WHAT YOU HAVE TO DO:
Pick up the weekend gardening checklist that follows and continue it from its final sentence.

STUDY TEXT:
Gardening This Weekend: June 5, 2025
With the weather warming as June unfolds before us, here are the prime tasks to put on your list for this weekend. See which apply to your landscape and garden.
PLANT
• New lawns from sod or seed as soon as possible. Rising temperatures make it more difficult to keep the new plantings properly watered.
• Summer annuals that can handle the heat, including copper plants, firebush, purple fountaingrass, ‘Gold Star’ Esperanza, tropical hibiscus, mandevillas, crotons, bougainvilleas, caladiums, Cora XDR vincas, fanflowers, lantanas, purslane, moss rose, angelonias, pentas and Profusion zinnias.
• Crape myrtles now while nurseries have their best supplies. Check variety names and mature sizes to be sure you’re getting a type that will fit the space you have available for it.
PRUNE
• Damaged limbs from shade trees, whether caused by spring winds or winter cold spells. Take no risks. If in doubt, leave the work to a certified arborist who has the training, equipment, and insurance to do the job properly and safely.
• Pinch growing tips out of coleus, copper plants, Mexican bush salvias, mums and fall asters to keep plants shorter and to remove flowers that tend to cause new growth to stall out.
• Erratic new shoots on elaeagnus, abelias, Lady Banksia roses and other plants as needed.
• Blackberries to remove canes as soon as they finish bearing fruit completely to the ground. (They will never bear fruit again.)
FERTILIZE
• Patio pots, hanging baskets with water-soluble, high-nitrogen food weekly. Supplement the liquid fertilizer with an encapsulated, timed-release product applied every 90 days.
• Second feeding of bermuda and St. Augustine turf with all-nitrogen or high-nitrogen fertilizer with 30 to 40 percent of the N in slow-release form. Do not feed St. Augustine again until September to lessen chance of gray leaf spot fungus. It is exacerbated by applications of nitrogen in hot weather of summer.
• Iron and sulfur soil acidifier to correct chlorosis (yellowed leaves with dark green veins that show first on leaves at tip ends of branches). It will be a problem with plants such as azaleas, wisterias, loropetalums, abelias, and a few other types. It can be corrected with smaller plants, but with large shade trees such as bald cypress, pin oaks, water oaks, and sweet gums, costs are prohibitive.
ON THE LOOKOUT
• It’s time for the second application of pre-emergent granules (Dimension, Balan or Halts) to prevent germination of crabgrass and grassburs. First application should have been in late February in South Texas or early March in North Texas. If you did not make that application, there is no point in making this one.

DATA EXTRACT:
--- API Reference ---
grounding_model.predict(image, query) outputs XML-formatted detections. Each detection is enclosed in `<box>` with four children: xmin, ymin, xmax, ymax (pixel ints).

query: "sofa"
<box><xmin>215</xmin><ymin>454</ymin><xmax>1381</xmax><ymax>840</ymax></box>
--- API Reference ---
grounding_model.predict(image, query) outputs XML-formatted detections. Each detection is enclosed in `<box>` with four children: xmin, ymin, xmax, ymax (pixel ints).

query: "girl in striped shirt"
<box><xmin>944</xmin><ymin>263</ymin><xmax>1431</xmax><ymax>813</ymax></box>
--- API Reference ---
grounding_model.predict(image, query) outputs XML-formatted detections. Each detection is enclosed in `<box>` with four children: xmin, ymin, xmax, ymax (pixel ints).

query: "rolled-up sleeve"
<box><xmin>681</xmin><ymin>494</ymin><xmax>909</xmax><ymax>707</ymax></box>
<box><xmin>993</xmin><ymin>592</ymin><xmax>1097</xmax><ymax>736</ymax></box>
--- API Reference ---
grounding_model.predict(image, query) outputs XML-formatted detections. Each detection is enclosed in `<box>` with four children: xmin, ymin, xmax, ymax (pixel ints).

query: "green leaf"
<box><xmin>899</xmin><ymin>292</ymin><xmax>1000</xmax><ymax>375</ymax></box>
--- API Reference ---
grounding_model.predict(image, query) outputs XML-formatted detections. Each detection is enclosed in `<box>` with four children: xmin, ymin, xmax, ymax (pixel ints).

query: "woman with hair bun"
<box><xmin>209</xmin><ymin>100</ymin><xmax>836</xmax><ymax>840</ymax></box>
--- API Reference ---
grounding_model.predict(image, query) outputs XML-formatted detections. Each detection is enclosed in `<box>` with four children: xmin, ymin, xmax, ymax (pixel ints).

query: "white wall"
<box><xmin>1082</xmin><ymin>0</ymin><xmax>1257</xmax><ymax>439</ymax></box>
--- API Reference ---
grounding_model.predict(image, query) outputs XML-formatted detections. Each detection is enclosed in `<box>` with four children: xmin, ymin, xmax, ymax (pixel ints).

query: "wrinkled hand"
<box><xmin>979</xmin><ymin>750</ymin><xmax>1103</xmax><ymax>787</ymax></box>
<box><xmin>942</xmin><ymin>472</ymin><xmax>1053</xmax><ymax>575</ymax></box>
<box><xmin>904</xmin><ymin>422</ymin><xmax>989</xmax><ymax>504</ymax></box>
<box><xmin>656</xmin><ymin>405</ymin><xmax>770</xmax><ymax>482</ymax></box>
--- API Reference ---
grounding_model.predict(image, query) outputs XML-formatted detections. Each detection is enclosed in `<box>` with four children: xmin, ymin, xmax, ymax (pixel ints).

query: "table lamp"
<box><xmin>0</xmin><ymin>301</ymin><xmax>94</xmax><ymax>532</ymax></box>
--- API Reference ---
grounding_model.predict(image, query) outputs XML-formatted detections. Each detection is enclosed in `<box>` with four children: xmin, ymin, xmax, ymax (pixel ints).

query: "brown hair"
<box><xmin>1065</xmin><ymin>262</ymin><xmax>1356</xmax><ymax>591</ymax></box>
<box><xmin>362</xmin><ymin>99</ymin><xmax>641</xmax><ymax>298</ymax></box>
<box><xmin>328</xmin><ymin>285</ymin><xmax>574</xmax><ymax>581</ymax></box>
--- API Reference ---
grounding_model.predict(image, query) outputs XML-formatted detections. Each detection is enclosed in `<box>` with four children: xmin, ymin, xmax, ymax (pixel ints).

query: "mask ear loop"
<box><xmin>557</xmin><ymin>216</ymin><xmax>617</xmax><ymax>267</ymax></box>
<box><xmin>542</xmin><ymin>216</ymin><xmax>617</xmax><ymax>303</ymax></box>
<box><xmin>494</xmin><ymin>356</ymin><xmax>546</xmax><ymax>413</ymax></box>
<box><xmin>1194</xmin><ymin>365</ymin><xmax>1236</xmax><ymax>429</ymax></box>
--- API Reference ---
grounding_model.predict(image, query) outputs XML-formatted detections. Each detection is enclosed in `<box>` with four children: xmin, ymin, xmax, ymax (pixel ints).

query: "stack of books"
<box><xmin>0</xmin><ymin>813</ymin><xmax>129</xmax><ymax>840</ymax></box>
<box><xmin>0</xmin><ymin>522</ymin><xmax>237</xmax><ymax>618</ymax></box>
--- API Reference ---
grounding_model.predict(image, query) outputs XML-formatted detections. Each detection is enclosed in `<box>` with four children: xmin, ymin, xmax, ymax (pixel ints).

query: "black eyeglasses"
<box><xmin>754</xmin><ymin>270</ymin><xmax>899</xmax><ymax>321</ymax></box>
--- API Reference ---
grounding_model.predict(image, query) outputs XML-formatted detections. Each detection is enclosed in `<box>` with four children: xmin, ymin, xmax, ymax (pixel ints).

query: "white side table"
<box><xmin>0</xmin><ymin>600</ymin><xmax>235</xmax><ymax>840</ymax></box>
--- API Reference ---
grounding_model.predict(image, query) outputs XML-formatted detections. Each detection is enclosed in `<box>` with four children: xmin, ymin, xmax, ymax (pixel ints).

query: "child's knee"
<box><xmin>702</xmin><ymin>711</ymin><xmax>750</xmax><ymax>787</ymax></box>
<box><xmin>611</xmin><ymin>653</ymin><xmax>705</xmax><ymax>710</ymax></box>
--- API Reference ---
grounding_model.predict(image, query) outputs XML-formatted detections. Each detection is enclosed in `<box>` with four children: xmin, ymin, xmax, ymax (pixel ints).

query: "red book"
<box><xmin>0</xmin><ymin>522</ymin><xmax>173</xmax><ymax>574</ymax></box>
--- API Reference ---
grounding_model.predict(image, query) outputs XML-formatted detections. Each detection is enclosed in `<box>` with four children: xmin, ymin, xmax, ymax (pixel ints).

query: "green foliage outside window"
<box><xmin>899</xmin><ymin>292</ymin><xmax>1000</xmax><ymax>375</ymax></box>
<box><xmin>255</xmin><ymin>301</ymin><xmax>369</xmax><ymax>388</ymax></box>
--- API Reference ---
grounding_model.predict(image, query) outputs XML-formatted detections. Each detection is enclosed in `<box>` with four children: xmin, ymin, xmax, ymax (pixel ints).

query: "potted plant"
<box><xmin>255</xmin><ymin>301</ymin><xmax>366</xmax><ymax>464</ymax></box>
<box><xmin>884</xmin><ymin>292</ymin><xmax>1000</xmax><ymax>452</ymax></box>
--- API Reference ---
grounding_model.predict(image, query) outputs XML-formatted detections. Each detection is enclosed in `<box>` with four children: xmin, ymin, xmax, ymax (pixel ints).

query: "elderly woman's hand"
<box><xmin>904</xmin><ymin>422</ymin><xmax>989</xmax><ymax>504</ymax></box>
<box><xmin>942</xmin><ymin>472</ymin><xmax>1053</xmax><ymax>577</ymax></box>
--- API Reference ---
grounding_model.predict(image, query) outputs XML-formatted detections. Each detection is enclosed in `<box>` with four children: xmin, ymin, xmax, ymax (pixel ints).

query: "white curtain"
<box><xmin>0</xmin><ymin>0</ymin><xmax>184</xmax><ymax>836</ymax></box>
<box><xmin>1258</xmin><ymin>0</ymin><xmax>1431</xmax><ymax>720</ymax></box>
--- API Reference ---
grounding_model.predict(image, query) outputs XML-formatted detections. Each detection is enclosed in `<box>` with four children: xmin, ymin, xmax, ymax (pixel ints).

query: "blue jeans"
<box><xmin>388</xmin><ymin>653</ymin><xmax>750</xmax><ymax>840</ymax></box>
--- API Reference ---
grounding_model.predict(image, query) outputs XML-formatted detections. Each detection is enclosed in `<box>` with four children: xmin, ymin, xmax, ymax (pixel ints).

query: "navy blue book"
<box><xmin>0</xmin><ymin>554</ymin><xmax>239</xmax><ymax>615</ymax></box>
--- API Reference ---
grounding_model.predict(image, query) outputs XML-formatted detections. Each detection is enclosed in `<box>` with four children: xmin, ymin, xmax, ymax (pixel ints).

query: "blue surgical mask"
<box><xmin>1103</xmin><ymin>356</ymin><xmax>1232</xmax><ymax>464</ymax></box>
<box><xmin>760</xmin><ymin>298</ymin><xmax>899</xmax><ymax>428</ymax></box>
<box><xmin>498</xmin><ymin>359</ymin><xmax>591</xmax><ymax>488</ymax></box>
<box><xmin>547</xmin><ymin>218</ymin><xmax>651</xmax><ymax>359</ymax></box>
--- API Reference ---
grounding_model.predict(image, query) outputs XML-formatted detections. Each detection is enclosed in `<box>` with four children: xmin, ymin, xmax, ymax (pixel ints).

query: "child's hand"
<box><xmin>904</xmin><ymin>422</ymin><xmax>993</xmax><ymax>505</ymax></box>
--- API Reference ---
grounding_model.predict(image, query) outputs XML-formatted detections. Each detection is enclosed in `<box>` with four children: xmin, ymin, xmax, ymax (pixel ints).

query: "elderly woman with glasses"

RESULT OF THE EXERCISE:
• Bagworms on cone-bearing plants such as cedars, junipers, cypresses and arborvitae. Spray with Bacillus thuringiensis biological worm spray or most general-purpose insecticides while the larvae are still small and actively feeding.
• Chiggers in bermuda turf, also in pastures, vacant lots, and patches of weeds. Spray your arms, feet, legs, socks, and pants with a DEET insect repellent. There are insecticides that will kill them in turf areas, but it’s generally much easier and less expensive simply to spray the repellent on yourself.
• Mosquito populations have been high in areas where rainfall has been plentiful. Again, DEET repellents are essential. Eliminate all standing water, even small amounts. Spray around your house’s foundation and landscape shrubs and groundcovers.
• Early blight causes lower leaves of tomatoes to turn bright yellow in rather large blotches. They quickly turn brown and die, making it essential that you apply a labeled fungicide at first signs of infection.
• Spider mites attacking tomatoes, beans, and other vegetable and flower garden plants. Lower leaves will usually turn tan first. Look for fine tan mottling that soon becomes yellowed lower leaves, then brown and crisp. Unlike early blight in tomatoes, however, the spots will be tiny. You’ll be able to see the nearly microscopic mites if you thump an infested leaf over a sheet of white paper. They will start to move about freely. Look for a general-purpose insecticide labeled for spider mites. Be sure the spray coats the bottom leaf surfaces.